-- Alıştırmalar --
A. Metin bölümündeki "Fransız İhtilali’ni takip eden yüzyıl boyunca" diye başlayan paragrafı, ana bilgilerini koruyarak madde madde yeniden yazar mısınız?
B. Metin bölümünde adı geçen kişilerin hepsi kimlerdir?

-- Metin bölümü --
Atatürk milliyetçiliği, Atatürk’ün millet tanımından yola çıkarak Kemalizm’in milliyetçilik ilkesini oluşturur. Atatürk’e göre millet, geçmişte bir arada yaşamış, bir arada yaşayan, gelecekte de bir arada yaşama inancında ve kararında olan, aynı vatana sahip, aralarında dil, kültür ve duygu birliği olan insanlar topluluğudur. Atatürk’ün tanımladığı milliyetçilik; din ve ırk ayrımı gözetmeksizin, ulus tanımını vatandaşlık ve üst kimlik değerlerine dayandıran sivil milliyetçi[1][2][3] bir vatanperverlik anlayışıdır.[4][5][6]
Atatürk, milleti “Türkiye halkı, ırken[7] veya dinen veya harsen birleşik ve yekdiğerine karşı hürmet ve fedakârlık hisleriyle dolu ve mukadderat ve menfaatleri ortak olan bir toplumsal hey’ettir” diyerek tarif etmektedir.[8] Ayrıca Atatürk, Ziya Gökalp gibi Türkçülerin hars-medeniyet ayrımına katılmamış ve “medeniyet, harstan başka bir şey değildir” yorumunu yapmıştır.[9]
Remzi Oğuz Arık ise, “Millet, soy aslına dayanan kültür birliğini benimsemiş insan kitlesidir. Türk Milleti, Türk soyundan gelenlerle birlikte bu soyun yarattığı kültürü benimsemiş, bu kültür hayatını benimsemiş, bu kadere katılmayı benimsemiş olanlardan meydana gelir” diyerek Kemalist milliyetçiliği tanımlar.[10]
Fransız İhtilali’ni takip eden yüzyıl boyunca Avrupa’da imparatorluklar bir bir bölünmüş ya da yıkılmış yerlerine ardı sıra millî devletler kurulmuştu. Osmanlı Devleti de bundan nasibini almış, Balkan halkları isyanlar çıkararak kendi bağımsız millî devletlerini kurmuştu. Batılı devletlerin baskısıyla Osmanlı Devleti karşısında savaşta mağlup olduğu zamanlarda bile topraklarını genişleten Yunanistan, Sevr Antlaşması eğilimleri çerçevesinde bu sefer 1919 yılında Anadolu’nun işgaline başlamıştı.

-- Kayıt listesi --
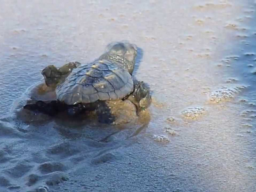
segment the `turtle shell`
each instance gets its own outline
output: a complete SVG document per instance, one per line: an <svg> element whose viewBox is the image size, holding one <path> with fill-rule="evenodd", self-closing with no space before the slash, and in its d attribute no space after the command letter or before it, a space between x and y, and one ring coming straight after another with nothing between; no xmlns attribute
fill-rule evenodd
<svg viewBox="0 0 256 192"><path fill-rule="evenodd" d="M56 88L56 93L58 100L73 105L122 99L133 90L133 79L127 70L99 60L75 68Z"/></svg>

-- Ayrıntılı çözümler --
A.
- Fransız İhtilali’ni izleyen yüzyılda Avrupa’daki imparatorluklar birer birer bölündü ya da yıkıldı ve yerlerine millî devletler kuruldu.
- Osmanlı Devleti de bu süreçten etkilendi. Balkan halkları isyan edip kendi bağımsız millî devletlerini kurdu.
- Yunanistan, Osmanlı Devleti karşısında savaşta yenildiği zamanlarda bile Batılı devletlerin baskısıyla topraklarını genişletmişti. Sevr Antlaşması eğilimleri çerçevesinde 1919’da Anadolu’nun işgaline başladı.

B.
- Atatürk
- Ziya Gökalp
- Remzi Oğuz Arık